■ **Text segment**
━━━━━━━━

An illustrative example of a well-developed NES based on the criteria outlined in Table 1 is by Reeves et al. [ 39 ]. The NES evaluates the impact of the introduction of a National Minimum Wage on mental health. The study compared a clearly defined intervention group of recipients of a wage increase up to 110% of pre-intervention wage with clearly defined control groups of (1) people ineligible to the intervention because their wage at baseline was just above (100–110%) minimum wage and (2) people who were eligible, but whose companies did not comply and did not increase minimum wage. This study also included several sensitivity tests to strengthen causal arguments. We have aligned this study to the Target Trial framework in Additional file 1 .

━━━━━━━━

■ **Point-per-instance localization records**
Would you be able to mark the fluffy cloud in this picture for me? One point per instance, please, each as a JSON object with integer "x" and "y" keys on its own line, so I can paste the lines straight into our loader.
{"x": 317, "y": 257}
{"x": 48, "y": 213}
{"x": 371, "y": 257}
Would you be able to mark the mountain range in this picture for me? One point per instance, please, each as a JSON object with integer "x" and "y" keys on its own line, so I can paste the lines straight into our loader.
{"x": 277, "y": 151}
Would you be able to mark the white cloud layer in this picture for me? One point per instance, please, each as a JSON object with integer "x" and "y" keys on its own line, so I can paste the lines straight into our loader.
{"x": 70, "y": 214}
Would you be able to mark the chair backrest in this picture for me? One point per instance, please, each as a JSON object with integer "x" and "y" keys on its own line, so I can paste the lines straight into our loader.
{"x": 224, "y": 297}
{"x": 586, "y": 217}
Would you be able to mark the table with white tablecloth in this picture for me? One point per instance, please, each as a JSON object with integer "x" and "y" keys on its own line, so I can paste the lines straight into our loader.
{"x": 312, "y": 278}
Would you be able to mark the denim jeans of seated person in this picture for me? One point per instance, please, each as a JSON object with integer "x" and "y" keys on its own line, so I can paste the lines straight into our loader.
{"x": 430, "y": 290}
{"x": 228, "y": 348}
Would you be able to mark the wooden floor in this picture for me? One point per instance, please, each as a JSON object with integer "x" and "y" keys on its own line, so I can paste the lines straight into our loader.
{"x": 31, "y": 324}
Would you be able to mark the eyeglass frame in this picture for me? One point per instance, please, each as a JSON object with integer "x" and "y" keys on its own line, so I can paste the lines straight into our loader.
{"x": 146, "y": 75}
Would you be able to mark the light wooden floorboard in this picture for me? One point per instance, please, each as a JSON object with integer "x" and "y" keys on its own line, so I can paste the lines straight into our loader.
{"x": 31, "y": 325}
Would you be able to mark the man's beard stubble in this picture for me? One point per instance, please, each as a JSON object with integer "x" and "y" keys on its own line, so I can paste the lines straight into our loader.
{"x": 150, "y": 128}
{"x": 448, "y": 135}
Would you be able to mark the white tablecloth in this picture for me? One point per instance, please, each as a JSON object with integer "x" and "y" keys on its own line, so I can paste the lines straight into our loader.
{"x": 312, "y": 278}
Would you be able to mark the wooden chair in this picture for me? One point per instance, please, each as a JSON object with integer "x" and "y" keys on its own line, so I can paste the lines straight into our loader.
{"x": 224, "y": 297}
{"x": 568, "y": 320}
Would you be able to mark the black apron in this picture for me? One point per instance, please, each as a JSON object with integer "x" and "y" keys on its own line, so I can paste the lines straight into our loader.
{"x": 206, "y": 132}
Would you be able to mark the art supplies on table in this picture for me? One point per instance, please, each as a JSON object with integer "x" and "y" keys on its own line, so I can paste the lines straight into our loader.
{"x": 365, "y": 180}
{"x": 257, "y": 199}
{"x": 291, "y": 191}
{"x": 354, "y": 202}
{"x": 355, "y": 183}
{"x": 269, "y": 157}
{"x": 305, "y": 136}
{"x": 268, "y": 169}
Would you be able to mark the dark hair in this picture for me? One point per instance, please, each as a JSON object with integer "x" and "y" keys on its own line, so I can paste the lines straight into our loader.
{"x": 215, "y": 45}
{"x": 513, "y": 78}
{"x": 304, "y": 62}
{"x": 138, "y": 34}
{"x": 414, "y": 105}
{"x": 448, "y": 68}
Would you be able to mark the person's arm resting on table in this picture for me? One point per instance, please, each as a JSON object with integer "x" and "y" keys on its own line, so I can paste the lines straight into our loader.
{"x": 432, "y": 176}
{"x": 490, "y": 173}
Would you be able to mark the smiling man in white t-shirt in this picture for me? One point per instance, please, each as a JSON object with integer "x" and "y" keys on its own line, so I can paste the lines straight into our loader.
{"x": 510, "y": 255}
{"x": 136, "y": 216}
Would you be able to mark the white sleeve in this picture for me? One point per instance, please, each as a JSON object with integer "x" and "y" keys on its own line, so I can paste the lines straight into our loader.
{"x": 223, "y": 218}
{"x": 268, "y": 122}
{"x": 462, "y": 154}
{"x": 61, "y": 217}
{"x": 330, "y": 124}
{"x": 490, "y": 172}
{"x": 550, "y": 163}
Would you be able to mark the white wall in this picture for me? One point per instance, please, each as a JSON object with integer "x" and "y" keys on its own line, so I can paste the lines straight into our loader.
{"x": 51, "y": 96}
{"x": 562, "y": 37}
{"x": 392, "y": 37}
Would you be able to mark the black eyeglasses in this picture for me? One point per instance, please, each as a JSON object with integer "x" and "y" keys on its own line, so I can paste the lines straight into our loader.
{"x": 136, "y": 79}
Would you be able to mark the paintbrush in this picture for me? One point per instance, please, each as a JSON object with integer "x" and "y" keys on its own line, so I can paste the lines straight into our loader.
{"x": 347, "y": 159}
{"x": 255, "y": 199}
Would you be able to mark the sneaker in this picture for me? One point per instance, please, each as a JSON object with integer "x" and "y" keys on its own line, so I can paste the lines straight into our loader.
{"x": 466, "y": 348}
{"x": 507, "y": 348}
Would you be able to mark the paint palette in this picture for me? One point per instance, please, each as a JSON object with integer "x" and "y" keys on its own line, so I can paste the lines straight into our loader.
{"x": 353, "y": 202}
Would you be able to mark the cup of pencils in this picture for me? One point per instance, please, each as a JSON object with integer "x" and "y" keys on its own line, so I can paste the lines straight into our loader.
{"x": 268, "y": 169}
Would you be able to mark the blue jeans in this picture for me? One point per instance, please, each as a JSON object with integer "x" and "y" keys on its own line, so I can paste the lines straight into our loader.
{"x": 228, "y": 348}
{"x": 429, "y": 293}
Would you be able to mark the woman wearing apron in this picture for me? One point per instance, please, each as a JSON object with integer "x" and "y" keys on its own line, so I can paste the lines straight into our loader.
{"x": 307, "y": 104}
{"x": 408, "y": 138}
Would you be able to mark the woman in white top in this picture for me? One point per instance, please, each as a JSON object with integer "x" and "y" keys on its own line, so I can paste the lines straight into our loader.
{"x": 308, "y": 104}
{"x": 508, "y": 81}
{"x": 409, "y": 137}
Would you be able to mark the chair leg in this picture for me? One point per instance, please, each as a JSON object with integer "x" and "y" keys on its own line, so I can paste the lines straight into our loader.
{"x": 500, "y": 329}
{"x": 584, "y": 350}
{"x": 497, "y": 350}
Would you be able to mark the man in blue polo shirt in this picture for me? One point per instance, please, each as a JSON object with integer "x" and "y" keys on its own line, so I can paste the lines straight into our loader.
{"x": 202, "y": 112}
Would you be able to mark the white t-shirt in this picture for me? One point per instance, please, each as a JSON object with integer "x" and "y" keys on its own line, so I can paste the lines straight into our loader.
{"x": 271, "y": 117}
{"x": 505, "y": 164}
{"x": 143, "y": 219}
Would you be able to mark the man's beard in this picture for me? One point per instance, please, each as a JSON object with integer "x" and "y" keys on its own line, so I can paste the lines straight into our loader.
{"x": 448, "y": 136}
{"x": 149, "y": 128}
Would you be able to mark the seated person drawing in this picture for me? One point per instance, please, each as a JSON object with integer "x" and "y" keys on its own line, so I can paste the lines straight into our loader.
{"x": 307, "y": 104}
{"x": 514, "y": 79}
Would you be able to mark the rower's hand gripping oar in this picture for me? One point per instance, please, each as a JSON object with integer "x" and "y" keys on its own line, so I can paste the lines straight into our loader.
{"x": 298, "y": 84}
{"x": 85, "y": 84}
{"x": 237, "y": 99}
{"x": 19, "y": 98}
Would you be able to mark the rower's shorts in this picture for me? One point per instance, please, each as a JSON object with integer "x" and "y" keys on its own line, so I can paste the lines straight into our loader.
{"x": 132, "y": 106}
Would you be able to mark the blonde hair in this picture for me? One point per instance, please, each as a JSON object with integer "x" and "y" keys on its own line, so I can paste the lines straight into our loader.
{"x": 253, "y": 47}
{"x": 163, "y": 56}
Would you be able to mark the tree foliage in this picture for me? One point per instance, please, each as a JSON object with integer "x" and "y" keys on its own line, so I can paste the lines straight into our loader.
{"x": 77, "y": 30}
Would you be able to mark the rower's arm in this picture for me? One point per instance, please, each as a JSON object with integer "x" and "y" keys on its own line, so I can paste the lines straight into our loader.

━━━━━━━━

■ **Problem 1**
How would you translate this sentence from the minimum wage study passage into Spanish: "The NES evaluates the impact of the introduction of a National Minimum Wage on mental health."?
■ **Problem 2**
Could you continue the minimum wage study passage from where it stops?

■ **Task output 1**
El NES evalúa el impacto de la introducción de un Salario Mínimo Nacional sobre la salud mental.

■ **Task output 2**
The Target Trial Approach for NES (outlined in Table 1 ) provides a straightforward approach to improve, report, and appraise existing NES and to assist in the design of future studies. It focusses on structural design elements and goes beyond the use of quantitative tools alone to assess internal validity [ 12 ]. This work complements the ROBINS-I tool for assessing risk of bias in non-randomised studies of interventions, which similarly adopted the Target Trial framework [ 40 ]. Our approach focusses on the internal validity of a NES, with issues of construct and external validity being outside of the scope of this work (guidelines for these are provided in for example [ 41 ]). It should be acknowledged that less methodologically robust studies can still reach valid and compelling conclusions, even without resembling the notional target trial. However, we believe that drawing on the target trial framework helps highlight occasions when causal inference can be made more confidently.
And finally, the framework does explicitly exclude observational studies that aim to investigate the effects of changes in behaviour without an externally forced driver to do so. For example, although a cohort study can be the basis for the evaluation of a NES in principle, effects of the change of diet of some participants (compared to those who did not change their diet) is not an external cause (i.e. exogenous) and does not fall within the definition of an experiment [ 11 ]. However, such studies are likely to be more convincing than those which do not study within-person changes and we note that the statistical methods used may be similar to NES.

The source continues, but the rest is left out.